#### What is required
Continue the parliamentary exchange below about closing Buckinghamshire roads for filming, starting right after its final sentence.

Sir Greg Knight: My concerns are about not the local person, who might well be aware that a film crew is in the area, but the motorist who is travelling through the area but might not have received adequate notice that a road will be closed. What attempts will the council make to ensure that motorists travelling through the area are given adequate notice that they should use an alternative road?

Mrs Gillan: May I commend my right hon. Friend, who takes a great interest in motoring matters and who I know has a fine collection of cars himself? The council has a code of practice, readily available on its website, entitled, “Filming on Highways: Buckinghamshire County Council Code of Practice”. The council has already drawn up draft proposals in the eventuality that the Bill is passed by the House. When consulting the Department for Transport, it has entered into provisions and given undertakings about placing well-sited notices and giving as much warning as possible. Like my right hon. Friend, I know how annoying it is to find one cannot go somewhere, and one can see all the film vans. I therefore hope that the notices will have been adequately covered in the rules and guidelines that will be readily available to the public, and the council gave the Department for Transport assurances about notification to fire, ambulance and police services, and so on. We hope that the disruption will be minimised and a great deal of thought will be given to road users, as my right hon. Friend wants.

#### Data block
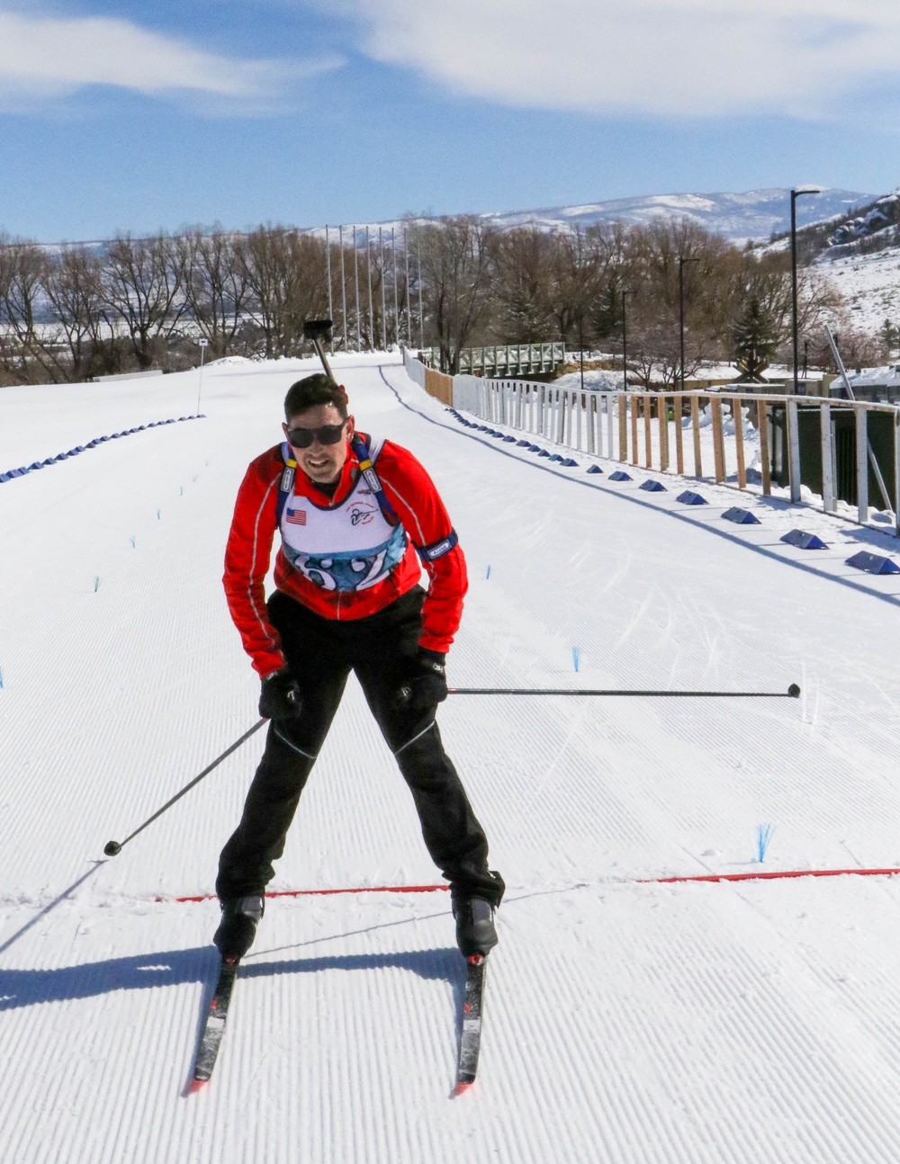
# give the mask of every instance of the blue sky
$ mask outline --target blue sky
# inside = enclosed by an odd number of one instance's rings
[[[900,184],[900,5],[0,0],[0,229]]]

#### Answer to this exercise
Mr Christopher Chope: (Christchurch) (Con): The film order can last for five days—or is it seven days?—and there can be six film orders each year, adding up to 42 days a year. If someone can find ingress and egress from their home interrupted for 42 days a year, is that proportionate?

Mrs Gillan: Before I reply to that intervention, may I thank my hon. Friend for the helpful advice he gave when he was approached by Buckinghamshire county council to discuss the Bill? His expertise in opposed private business has always been invaluable, as was his contribution to the Bill prior to that.

I think that closure for 42 days must not be taken in isolation. Do not forget that the council has to consider section 122 of the Road Traffic Regulation Act 1984, which also applies. That section puts a duty on the council

“to secure the expeditious, convenient and safe movement of vehicular and other traffic”,

including providing adequate pedestrian access to people’s homes and taking into account the needs of the disabled. In practice, because the council must give consideration to the provisions of section 122, closure of such duration would be unlikely and would probably not be demanded.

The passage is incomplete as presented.